**INSTRUCTIONS FOR THE TASK:** Update the listing below by changing each "one dot per instance" to "a single dot for each instance" and leaving every other line as it is. Write out the revised listing without the pictures.

**EXERCISE DATA:**
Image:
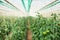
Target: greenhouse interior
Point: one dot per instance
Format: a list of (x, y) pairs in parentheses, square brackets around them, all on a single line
[(29, 19)]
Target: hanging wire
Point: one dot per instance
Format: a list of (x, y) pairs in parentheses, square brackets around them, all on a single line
[(50, 5), (9, 5)]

**EXERCISE RESPONSE:**
Image:
Target: greenhouse interior
Point: a single dot for each instance
Format: a list of (x, y) pairs in parentheses, square brackets around them, all on a single line
[(29, 19)]
Target: hanging wire
Point: a single dot for each instance
Format: a list of (x, y) pairs in parentheses, square brackets around them, all on a single line
[(50, 5), (9, 5)]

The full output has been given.